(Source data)
·····

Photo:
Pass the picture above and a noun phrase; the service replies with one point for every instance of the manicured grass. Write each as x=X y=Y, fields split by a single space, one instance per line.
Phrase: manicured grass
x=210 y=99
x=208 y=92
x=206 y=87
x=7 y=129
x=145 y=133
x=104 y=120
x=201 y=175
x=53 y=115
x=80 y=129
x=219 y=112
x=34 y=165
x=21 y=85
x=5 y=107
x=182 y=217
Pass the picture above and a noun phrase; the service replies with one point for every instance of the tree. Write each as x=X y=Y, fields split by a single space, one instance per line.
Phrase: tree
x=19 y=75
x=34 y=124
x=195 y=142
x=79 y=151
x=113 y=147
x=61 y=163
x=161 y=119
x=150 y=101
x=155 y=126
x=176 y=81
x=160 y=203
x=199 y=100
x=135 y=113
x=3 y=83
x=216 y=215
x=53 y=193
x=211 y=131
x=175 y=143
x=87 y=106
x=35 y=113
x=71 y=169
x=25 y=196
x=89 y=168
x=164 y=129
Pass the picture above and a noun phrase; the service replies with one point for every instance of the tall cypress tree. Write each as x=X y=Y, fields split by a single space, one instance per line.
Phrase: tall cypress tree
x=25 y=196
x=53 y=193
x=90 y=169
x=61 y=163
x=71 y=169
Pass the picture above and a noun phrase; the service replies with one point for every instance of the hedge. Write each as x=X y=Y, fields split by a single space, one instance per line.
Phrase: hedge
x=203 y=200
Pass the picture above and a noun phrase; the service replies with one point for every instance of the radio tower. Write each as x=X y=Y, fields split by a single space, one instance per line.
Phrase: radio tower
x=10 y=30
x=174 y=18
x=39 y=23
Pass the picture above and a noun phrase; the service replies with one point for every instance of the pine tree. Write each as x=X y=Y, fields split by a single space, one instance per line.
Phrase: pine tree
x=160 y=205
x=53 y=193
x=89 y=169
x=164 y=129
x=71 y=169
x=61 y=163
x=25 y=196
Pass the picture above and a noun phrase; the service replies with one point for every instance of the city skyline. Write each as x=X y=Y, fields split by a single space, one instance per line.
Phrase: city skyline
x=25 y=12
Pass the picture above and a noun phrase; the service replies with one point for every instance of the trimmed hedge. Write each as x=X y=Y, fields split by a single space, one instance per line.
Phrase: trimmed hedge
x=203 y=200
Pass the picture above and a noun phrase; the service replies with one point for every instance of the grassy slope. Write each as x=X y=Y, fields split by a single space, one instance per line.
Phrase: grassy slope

·····

• To do: For the records above, state how many lines include the string "grassy", giving the number and nothing else.

• Output for this exercise: 2